-- Begin SOURCE EXTRACT --

Robust detection of HTTP client IP address including connections through reverse proxy, load balancer, web acceleration and application firewall

The Hypertext Transfer Protocol (HTTP), the protocol which is driving the World Wide Web under the hood, inherently supports detection of the other end’s IP address by examining the Transmission Control Protocol (TCP) connection properties.

Why does one need to perform anything special to accurately detect the client IP address?

Here is why: examining TCP connection properties for the client endpoint IP address only works well when the connection between the client and the server is direct, meaning no reverse proxy servers, application firewalls, load balancers, web accelerators or content delivery networks (CDNs) (such as Limelight, Cotendo, Akamai and many others) are involved in between (all involving a reverse proxy of some kind that way or another)

What is a reverse proxy?

A reverse proxy (in a nutshell) is a web server acting as a proxy (meaning forwarding the requests of or executing requests on behalf of) the client, moreover, more than one reverse proxy server might be involved in delivering and serving an HTTP request, which means that the TCP client endpoint which the server sees, is the originating IP address of the last reverse proxy server in the chain and not the address of the original client.

image

This property of proxy servers is widely used for anonymization (hiding one’s Internet activity traces).

So, how does one know the IP address of the real client?

Since IP addresses are such a crucial piece of information for debugging, analysis and other intelligence, a mechanism has been devised to carry the client IP address from the first reverse proxy server in the chain to the web server servicing the request which is using HTTP request header for transport.

Various HTTP header fields control various aspects of the HTTP request and response, and the greatest part about them is that the information they carry is extensible, meaning anyone can add headers to the request as long as they conform to the HTTP protocol specification.

-- End SOURCE EXTRACT --

AIM A:
According to the passage on client IP detection, which address does the server see as the TCP client endpoint when one or more reverse proxy servers are involved?
The records have no connection to the passage on client IP detection.

-- Begin RECORDS PROVIDED --

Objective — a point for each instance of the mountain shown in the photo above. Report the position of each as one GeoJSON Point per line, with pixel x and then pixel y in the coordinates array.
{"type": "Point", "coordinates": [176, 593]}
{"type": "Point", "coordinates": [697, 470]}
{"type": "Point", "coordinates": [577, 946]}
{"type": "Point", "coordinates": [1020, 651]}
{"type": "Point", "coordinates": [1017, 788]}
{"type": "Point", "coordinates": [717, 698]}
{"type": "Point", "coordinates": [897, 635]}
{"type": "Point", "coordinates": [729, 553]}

-- End RECORDS PROVIDED --

AIM B:
Output every line of the records as a JSON list of strings, one string per line, leaving out blank lines.

OUTPUT A:
It sees the originating IP address of the last reverse proxy server in the chain, not the address of the original client.

OUTPUT B:
[
  "Objective — a point for each instance of the mountain shown in the photo above. Report the position of each as one GeoJSON Point per line, with pixel x and then pixel y in the coordinates array.",
  "{\"type\": \"Point\", \"coordinates\": [176, 593]}",
  "{\"type\": \"Point\", \"coordinates\": [697, 470]}",
  "{\"type\": \"Point\", \"coordinates\": [577, 946]}",
  "{\"type\": \"Point\", \"coordinates\": [1020, 651]}",
  "{\"type\": \"Point\", \"coordinates\": [1017, 788]}",
  "{\"type\": \"Point\", \"coordinates\": [717, 698]}",
  "{\"type\": \"Point\", \"coordinates\": [897, 635]}",
  "{\"type\": \"Point\", \"coordinates\": [729, 553]}"
]